YOUR OBJECTIVE — Print all entries precisely as they are written.

Top of DATASET RECORDS

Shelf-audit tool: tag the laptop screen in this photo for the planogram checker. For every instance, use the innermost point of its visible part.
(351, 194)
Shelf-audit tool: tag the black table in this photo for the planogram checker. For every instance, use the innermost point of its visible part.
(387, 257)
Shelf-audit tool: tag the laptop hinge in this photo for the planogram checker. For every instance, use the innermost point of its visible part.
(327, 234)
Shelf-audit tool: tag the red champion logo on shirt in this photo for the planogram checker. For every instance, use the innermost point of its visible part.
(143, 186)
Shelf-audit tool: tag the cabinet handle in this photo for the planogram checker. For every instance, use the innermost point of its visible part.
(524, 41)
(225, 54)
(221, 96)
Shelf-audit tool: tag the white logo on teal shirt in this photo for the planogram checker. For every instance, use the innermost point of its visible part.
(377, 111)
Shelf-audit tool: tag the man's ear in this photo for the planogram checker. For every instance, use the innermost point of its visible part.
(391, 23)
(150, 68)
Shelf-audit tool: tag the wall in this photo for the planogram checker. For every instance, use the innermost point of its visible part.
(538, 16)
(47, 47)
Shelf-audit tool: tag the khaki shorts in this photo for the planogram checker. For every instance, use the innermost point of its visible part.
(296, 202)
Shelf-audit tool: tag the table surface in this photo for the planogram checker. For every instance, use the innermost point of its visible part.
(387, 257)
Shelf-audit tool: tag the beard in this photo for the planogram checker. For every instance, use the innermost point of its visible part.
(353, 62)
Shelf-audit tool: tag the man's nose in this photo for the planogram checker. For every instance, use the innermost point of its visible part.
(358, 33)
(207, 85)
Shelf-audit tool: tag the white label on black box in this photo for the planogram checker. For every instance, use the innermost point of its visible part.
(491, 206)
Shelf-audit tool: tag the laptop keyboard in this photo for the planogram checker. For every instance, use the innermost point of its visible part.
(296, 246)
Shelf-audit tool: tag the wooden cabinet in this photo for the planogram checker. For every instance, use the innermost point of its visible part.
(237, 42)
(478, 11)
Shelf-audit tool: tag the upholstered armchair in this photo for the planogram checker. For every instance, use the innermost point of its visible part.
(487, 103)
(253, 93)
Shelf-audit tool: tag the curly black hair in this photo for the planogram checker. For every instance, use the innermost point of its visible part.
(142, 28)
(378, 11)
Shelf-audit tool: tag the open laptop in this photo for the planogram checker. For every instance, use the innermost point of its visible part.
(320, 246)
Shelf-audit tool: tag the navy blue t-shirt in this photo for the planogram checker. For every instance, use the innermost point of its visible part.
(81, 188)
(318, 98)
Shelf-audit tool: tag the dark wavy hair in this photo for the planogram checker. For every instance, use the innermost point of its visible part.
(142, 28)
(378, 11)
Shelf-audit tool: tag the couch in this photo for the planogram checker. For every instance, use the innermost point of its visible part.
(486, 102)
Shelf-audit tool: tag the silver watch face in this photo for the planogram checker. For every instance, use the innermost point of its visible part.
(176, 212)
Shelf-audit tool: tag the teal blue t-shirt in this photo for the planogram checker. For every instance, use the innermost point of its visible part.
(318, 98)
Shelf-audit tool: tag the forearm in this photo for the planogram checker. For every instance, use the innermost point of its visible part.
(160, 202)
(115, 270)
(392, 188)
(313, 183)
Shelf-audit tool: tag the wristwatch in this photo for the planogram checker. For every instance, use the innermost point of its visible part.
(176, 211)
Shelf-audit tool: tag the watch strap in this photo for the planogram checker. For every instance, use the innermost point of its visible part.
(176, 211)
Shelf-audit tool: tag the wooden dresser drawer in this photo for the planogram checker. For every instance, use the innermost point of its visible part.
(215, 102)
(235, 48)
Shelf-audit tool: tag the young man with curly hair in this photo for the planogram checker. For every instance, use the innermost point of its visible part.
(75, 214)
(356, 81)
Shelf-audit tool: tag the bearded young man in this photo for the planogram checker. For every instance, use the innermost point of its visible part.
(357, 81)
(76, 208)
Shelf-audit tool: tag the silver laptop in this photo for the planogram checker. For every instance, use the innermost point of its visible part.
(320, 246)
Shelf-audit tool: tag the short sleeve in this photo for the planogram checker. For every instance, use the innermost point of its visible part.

Bottom of DATASET RECORDS

EXERCISE RESULT —
Shelf-audit tool: tag the laptop screen in this photo for the planogram checker. For every instance, use the innermost point of its visible part.
(351, 194)
Shelf-audit tool: tag the black table in this photo for the planogram checker. For every instance, use the innermost point of its visible part.
(387, 257)
Shelf-audit tool: tag the laptop hinge in this photo for the planogram checker. For every instance, use the innermost point of its visible part.
(327, 234)
Shelf-audit tool: tag the red champion logo on shirt in this photo for the planogram checker. For every instance, use the innermost point of its visible part.
(143, 186)
Shelf-audit tool: tag the cabinet handle in this photo for the planogram checker. For every instance, use the innermost point of its visible part.
(524, 41)
(225, 54)
(221, 96)
Shelf-audit tool: tag the white logo on teal shirt in this photo for the planogram checker. For every instance, use the innermost point of its visible part.
(377, 111)
Shelf-audit tool: tag the man's ear in this photo for the planogram checker. For every instance, use the innermost point of its visible part.
(391, 23)
(150, 68)
Shelf-audit tool: tag the wall in this photo for the planogram checker. For every instance, use the innermost point of its visible part.
(538, 16)
(47, 47)
Shelf-audit tool: tag the khaki shorts in this photo for the planogram checker. For every instance, use the innermost point of its visible part.
(296, 202)
Shelf-audit tool: tag the table surface in this photo for the planogram checker. For every instance, use the innermost point of its visible part.
(387, 257)
Shelf-audit tool: tag the beard in this photo for the planogram checker. For every instance, use the innermost point of its visible part.
(353, 62)
Shelf-audit tool: tag the man's nose in this photo for the planogram checker. For every instance, use the innermost point of its visible part.
(358, 33)
(207, 85)
Shelf-audit tool: tag the white label on black box in this photo for the planogram checker. For every instance, use the innermost point of its visible part.
(491, 206)
Shelf-audit tool: tag the laptop keyboard in this photo for the planogram checker. For every instance, use the innermost point of its visible part.
(296, 246)
Shelf-audit tool: tag the wooden cabinet in this photo for the planogram checker. For every instance, use the innermost point of its visible part.
(237, 42)
(478, 11)
Shelf-audit tool: tag the upholstered armchair in this photo for the planogram checker. For every instance, use the innermost point of its visible part.
(487, 103)
(253, 93)
Shelf-audit tool: tag the curly black hair in this photo for the planogram checker. For every instance, use the innermost point of its visible part.
(142, 28)
(378, 11)
Shelf-audit tool: tag the open laptop in this photo for the planogram checker. For every instance, use the innermost point of its visible part.
(320, 246)
Shelf-audit tool: tag the navy blue t-shirt in this photo for the planogram checker. For every instance, use the innermost point of its visible part.
(81, 188)
(318, 98)
Shelf-audit tool: tag the dark wavy hair in this photo for the planogram checker. For every instance, use the innermost point of its visible part.
(142, 28)
(378, 11)
Shelf-audit tool: tag the couch in this photo for the planogram checker. For every instance, use the innermost point of its visible part.
(486, 102)
Shelf-audit tool: tag the silver watch face in this photo for the planogram checker. For every instance, use the innermost point of its visible part.
(176, 212)
Shelf-audit tool: tag the teal blue t-shirt in this photo for the planogram checker. For every instance, use the innermost point of its visible part.
(318, 98)
Shelf-audit tool: tag the forearm in this photo for the planogram checker. For every instance, use the innermost point of its visible part.
(160, 202)
(115, 270)
(392, 188)
(313, 183)
Shelf-audit tool: tag the wristwatch in this photo for the planogram checker. For every instance, use the innermost point of its visible part.
(176, 211)
Shelf-audit tool: tag the watch strap in this photo for the planogram checker. For every instance, use the innermost point of its visible part.
(176, 211)
Shelf-audit tool: tag the wooden dresser drawer in this photo for the planogram checker. For every instance, use the innermost point of its visible part.
(215, 102)
(235, 48)
Shelf-audit tool: tag the young man with curly hair in this photo for the planogram checker. For every instance, use the innermost point of its visible part.
(75, 214)
(356, 81)
Shelf-audit tool: tag the bearded young man in this photo for the planogram checker. For every instance, use the innermost point of its visible part.
(357, 81)
(76, 208)
Shelf-audit tool: tag the silver laptop in this photo for the planogram checker. For every instance, use the innermost point of its visible part.
(320, 246)
Shelf-audit tool: tag the short sleeve in this photo for the planogram checker. For every instance, use the innermost point of its visible part.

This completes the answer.